OPGAVE
Citeer uit de leestekst het stuk dat begint met "Tijdens de lekker" en doorloopt tot en met "eenvoudig en intuïtief.".

De voorvering toont zich dan weer voorbeeldig allroad: ze duikt merkbaar bij stevig remmen, maar niet overdreven. En wie zijn aandacht even op het zadelgevoel richt, merkt dat het zitcomfort opmerkelijk verbetert zodra de rit actiever wordt. Waar het op de snelweg nog wat kritiek opriep, biedt het nu goede steun, voldoende bewegingsruimte en geen spoor van zadelpijn. Mooi meegenomen.

Speels en gretig

Tijdens de lekker bochtige trajecten doorheen het natuurpark valt alles op zijn plaats. De machine voelt comfortabel en neutraal aan in de bochten, en volgt moeiteloos de gekozen lijn. Schroef je het tempo nog wat hoger en kies je voor een plattere lijn, dan merk je een lichte neiging om de bocht in te vallen – een typisch Ducati-karakter dat je bij meerdere broers en zussen terugziet. Het voegt alleszins iets speels en gretigs toe aan zijn rijgedrag. Reizen met deze machine is een waar genot, en ook het zicht vanop het zadel is prima te noemen. Het staand georiënteerde kleuren TFT-scherm werkt eenvoudig en intuïtief.
 

Rauw kantje

Wat valt er te zeggen over het 937cc-blok? Persoonlijk ben ik fan van deze gekende krachtbron. Je kan er ontspannen en rustig mee flaneren, maar evengoed laat hij zijn levendigheid volledig zien wanneer je hem flink de sporen geeft. Het koppel komt mooi vol in het middengebied en doet er nog een schep bovenop in de hogere regionen. En natuurlijk blijft het een Ducati: zoek je een rauw kantje, dan is dat altijd beschikbaar. Qua prestaties en rijbeleving zal je niets tekortkomen. Het blok is krachtig, karaktervol en betrouwbaar, met een zesbak die strak en zeker schakelt, en een quickshifter die tot de betere van zijn soort behoort.

Tegelijkertijd toont hij een licht ongeduldig kantje bij stapvoets rijden of in de stad, alsof hij hunkert naar open ruimte en vrijheid. De Sport-modus, waar ik bijna constant in reed, geeft een eerder felle en direct gasrespons, terwijl de Touring-modus het gaskarakter naar soepelere regionen loodst. Dit blok geeft ook wat warmte af aan de rijder, maar vergeleken met de oude Multistrada-versie is de warmteafgifte duidelijk beter gereguleerd.

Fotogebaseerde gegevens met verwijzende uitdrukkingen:
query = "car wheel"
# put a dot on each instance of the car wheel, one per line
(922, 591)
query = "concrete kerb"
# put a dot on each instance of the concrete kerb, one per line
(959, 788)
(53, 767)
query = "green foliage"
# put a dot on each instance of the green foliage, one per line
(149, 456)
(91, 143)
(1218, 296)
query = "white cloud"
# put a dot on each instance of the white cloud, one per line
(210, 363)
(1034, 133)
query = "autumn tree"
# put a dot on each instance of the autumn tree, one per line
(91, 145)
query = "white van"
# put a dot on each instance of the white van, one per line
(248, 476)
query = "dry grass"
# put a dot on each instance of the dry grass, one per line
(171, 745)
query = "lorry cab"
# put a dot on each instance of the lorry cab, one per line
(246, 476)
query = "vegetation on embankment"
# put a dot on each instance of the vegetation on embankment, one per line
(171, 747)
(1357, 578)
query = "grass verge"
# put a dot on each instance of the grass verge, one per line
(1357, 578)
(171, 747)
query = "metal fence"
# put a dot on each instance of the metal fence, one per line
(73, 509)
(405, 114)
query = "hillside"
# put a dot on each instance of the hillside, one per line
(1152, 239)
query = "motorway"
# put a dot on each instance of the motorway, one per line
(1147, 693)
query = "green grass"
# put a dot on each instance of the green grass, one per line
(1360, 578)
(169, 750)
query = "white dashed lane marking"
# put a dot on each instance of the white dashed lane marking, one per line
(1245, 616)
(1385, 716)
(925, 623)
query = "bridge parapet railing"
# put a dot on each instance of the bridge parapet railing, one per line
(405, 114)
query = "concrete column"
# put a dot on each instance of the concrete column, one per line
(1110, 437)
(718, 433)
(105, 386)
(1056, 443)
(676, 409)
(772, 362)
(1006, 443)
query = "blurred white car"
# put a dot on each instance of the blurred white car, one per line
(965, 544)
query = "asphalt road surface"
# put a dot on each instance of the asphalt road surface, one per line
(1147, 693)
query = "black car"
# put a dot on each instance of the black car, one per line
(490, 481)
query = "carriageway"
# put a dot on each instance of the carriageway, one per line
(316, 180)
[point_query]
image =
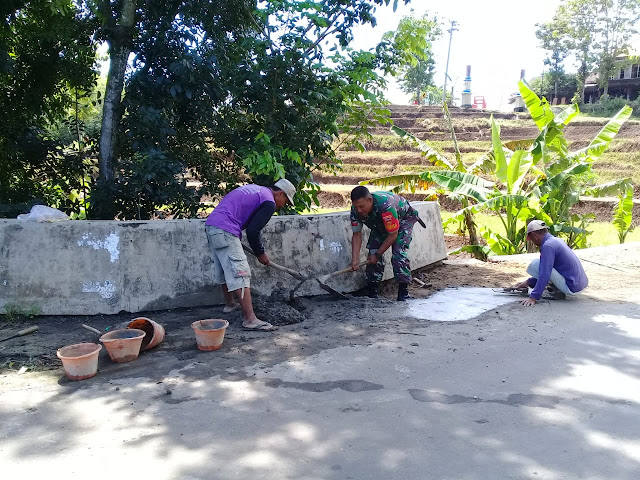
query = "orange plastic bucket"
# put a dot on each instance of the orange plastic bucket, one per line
(210, 333)
(80, 361)
(154, 332)
(123, 345)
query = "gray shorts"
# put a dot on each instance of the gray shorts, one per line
(230, 263)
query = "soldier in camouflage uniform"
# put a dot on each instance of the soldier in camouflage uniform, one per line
(391, 220)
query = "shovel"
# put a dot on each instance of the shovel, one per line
(322, 280)
(21, 333)
(298, 276)
(291, 272)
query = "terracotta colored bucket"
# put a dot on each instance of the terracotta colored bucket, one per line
(154, 332)
(210, 333)
(80, 361)
(123, 345)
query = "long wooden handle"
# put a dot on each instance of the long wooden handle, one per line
(340, 272)
(27, 331)
(291, 272)
(91, 329)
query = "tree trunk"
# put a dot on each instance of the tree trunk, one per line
(119, 40)
(112, 113)
(471, 228)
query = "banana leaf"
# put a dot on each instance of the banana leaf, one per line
(518, 167)
(432, 155)
(456, 182)
(523, 144)
(555, 182)
(609, 189)
(539, 109)
(566, 115)
(589, 153)
(496, 203)
(623, 214)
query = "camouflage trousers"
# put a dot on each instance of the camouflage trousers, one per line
(399, 254)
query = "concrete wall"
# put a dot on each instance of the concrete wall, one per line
(92, 267)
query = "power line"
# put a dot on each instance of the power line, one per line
(446, 72)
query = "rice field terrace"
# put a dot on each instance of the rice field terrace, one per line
(388, 154)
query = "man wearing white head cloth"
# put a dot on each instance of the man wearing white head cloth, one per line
(558, 265)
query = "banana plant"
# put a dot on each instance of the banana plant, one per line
(623, 209)
(540, 178)
(453, 177)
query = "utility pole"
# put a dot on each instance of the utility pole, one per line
(446, 72)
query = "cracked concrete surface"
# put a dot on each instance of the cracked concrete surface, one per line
(358, 391)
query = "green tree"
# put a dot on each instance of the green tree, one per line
(46, 61)
(597, 32)
(565, 85)
(417, 68)
(553, 37)
(581, 18)
(263, 86)
(617, 23)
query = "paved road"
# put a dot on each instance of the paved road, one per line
(550, 392)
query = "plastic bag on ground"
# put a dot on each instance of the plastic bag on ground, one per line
(42, 213)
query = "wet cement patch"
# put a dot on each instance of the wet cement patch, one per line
(513, 400)
(277, 310)
(457, 304)
(352, 386)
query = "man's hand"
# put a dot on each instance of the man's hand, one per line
(264, 259)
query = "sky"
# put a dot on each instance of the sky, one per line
(496, 37)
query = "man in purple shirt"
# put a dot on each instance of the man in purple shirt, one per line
(246, 208)
(557, 264)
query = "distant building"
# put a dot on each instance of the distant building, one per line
(625, 83)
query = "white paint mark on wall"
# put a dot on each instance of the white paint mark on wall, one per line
(108, 290)
(111, 244)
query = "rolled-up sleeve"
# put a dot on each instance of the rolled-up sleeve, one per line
(257, 222)
(547, 257)
(356, 224)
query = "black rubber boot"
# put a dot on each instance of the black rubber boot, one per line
(403, 292)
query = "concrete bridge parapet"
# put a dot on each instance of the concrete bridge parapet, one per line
(104, 267)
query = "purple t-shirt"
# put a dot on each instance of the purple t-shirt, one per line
(554, 253)
(236, 208)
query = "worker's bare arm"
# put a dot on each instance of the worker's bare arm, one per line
(356, 243)
(388, 241)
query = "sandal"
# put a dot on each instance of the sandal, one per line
(263, 327)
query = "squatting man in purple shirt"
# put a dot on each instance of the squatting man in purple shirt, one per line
(557, 264)
(246, 208)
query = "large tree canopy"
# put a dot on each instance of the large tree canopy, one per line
(46, 56)
(217, 92)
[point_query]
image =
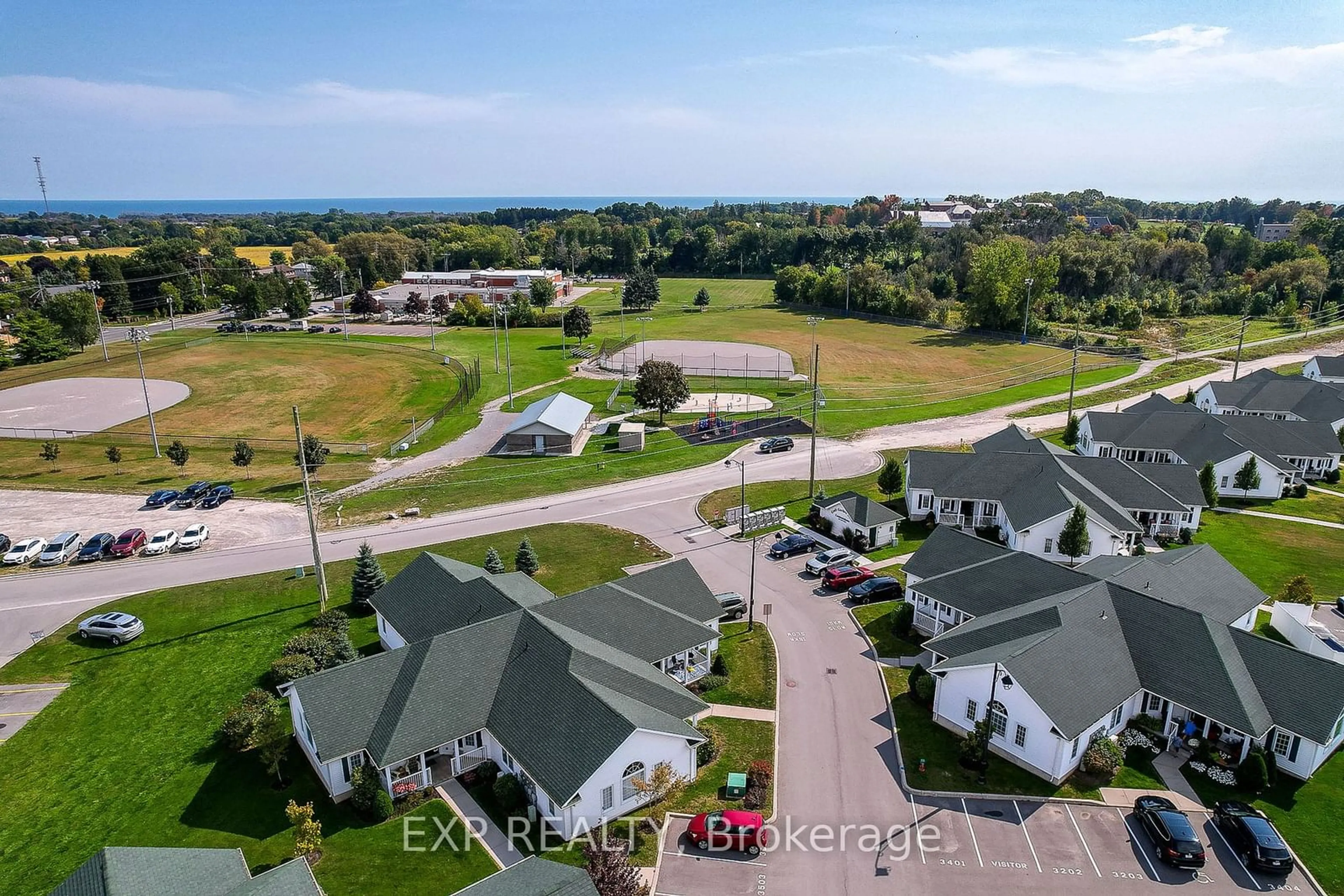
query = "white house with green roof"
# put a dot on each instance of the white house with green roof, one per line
(580, 696)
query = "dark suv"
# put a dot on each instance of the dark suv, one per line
(1253, 837)
(1175, 840)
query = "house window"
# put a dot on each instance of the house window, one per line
(634, 773)
(998, 719)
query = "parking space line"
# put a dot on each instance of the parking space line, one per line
(1027, 835)
(1236, 858)
(1083, 840)
(1140, 849)
(974, 841)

ANTWOORD
Tijdens de lekker bochtige trajecten doorheen het natuurpark valt alles op zijn plaats. De machine voelt comfortabel en neutraal aan in de bochten, en volgt moeiteloos de gekozen lijn. Schroef je het tempo nog wat hoger en kies je voor een plattere lijn, dan merk je een lichte neiging om de bocht in te vallen – een typisch Ducati-karakter dat je bij meerdere broers en zussen terugziet. Het voegt alleszins iets speels en gretigs toe aan zijn rijgedrag. Reizen met deze machine is een waar genot, en ook het zicht vanop het zadel is prima te noemen. Het staand georiënteerde kleuren TFT-scherm werkt eenvoudig en intuïtief.